(The task):
Word for word, output the data, with none of its pictures.

* * * * *

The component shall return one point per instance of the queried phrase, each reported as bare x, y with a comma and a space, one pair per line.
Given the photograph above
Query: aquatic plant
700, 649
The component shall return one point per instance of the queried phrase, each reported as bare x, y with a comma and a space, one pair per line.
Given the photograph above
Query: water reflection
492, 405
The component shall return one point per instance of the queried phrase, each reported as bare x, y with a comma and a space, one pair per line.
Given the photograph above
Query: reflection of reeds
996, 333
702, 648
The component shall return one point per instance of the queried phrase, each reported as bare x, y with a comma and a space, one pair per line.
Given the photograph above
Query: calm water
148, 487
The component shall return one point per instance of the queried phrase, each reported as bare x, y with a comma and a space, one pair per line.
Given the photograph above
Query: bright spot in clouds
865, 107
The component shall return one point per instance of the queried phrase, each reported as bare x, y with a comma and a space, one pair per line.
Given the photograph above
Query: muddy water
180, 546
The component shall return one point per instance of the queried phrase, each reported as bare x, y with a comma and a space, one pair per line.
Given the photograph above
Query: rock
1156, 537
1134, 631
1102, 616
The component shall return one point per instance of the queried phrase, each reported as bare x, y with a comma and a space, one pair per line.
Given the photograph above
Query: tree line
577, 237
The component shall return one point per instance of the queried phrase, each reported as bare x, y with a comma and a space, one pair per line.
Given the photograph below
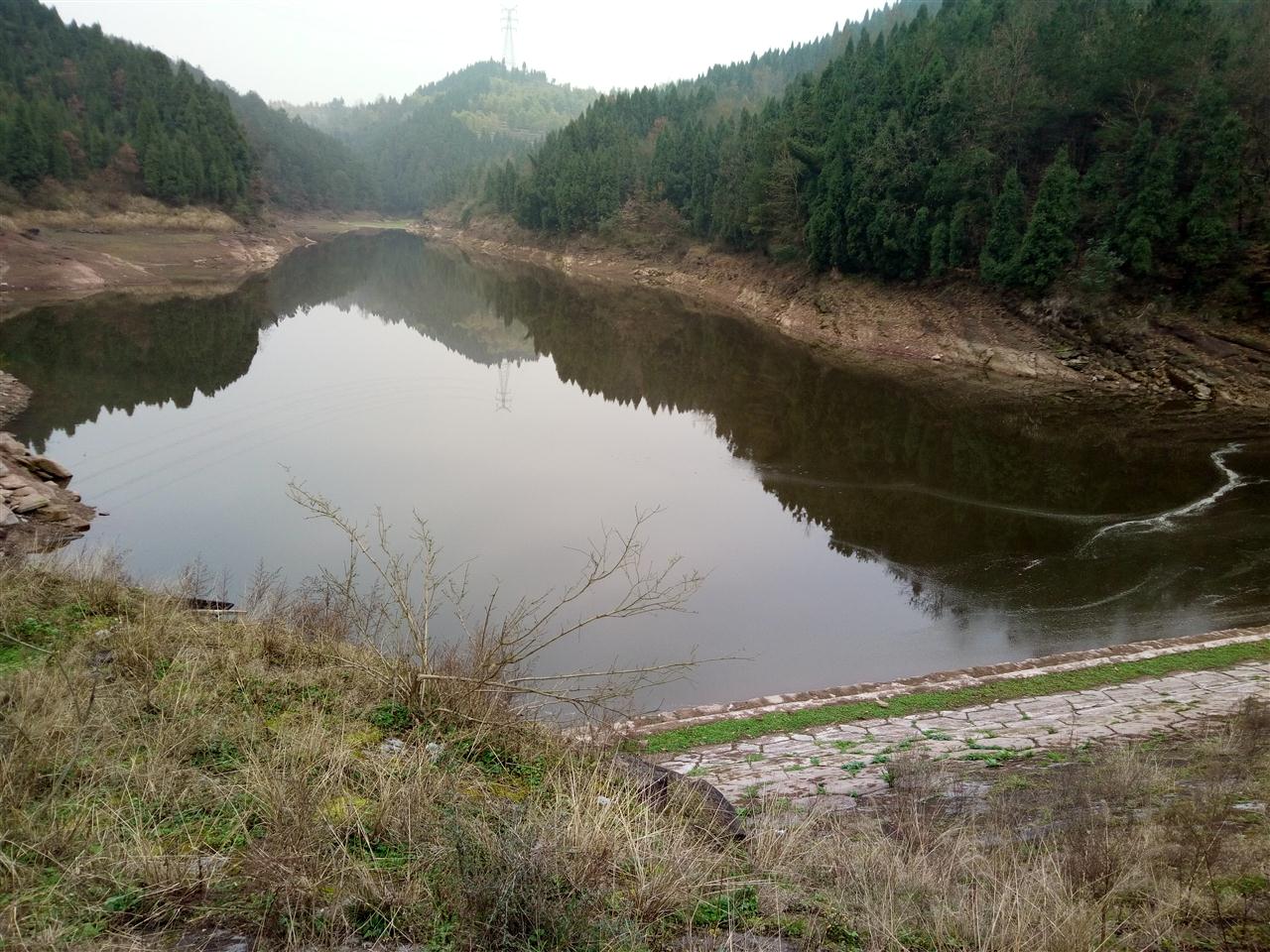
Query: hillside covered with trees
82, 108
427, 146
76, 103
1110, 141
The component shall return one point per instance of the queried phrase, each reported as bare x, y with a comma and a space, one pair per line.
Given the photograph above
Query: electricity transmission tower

* * * * *

(Answer below):
The component shall return one point per instance of the queried phrase, each reported as bare x, y with a comma and a space, one pair per line.
Given the photograph above
Query: aquatic plant
700, 649
The component shall return one point per instance of the queried phrase, each reported as bare x, y with a comma and a space, one pair per line.
Given the photograph above
Query: water reflection
492, 405
The component shall return one point per instance of the queried phrase, each reported as bare x, y with a comma and a space, one pair per line.
Given the photograph above
Query: reflection of reeds
996, 333
702, 648
The component shall return one point per instance of the queried phrase, each reported as bare x, y with a comma and a space, one pair per line.
Given the photograph above
Query: calm water
148, 487
The component shall return one point per instance of the queried phrase, each reported as bare x, y with a comma and a space, one pair per line.
Given the photograph above
Query: bright spot in clouds
865, 107
The component shall return one point per instance of the queried phrase, each reported as bare x, y with a comma and a space, one pair per line.
Given the photograph above
Query: muddy water
180, 546
The component shall return one point per instance of the queried phrase, each reported as bare x, y with a comma and a space, one pair per line.
Given the photograph above
Query: rock
1156, 537
1134, 631
1102, 616
The component shall return one point per instance of the queried phrase, each reported as bare x, y with a comma and a space, one pair per line.
Given the photograph above
Query: tree line
577, 237
The component shall return one point per instance of the queried phrase, each reported as bare x, y with a comma and a space, one pair per line.
Given the photograph below
Query: hillside covered with trees
82, 108
427, 146
76, 103
1110, 141
The component shall return one point per instance of the queried phrase, each reported as bare x, y with a comma and a space, one pair per line.
Given the photograph above
Query: electricity transmission tower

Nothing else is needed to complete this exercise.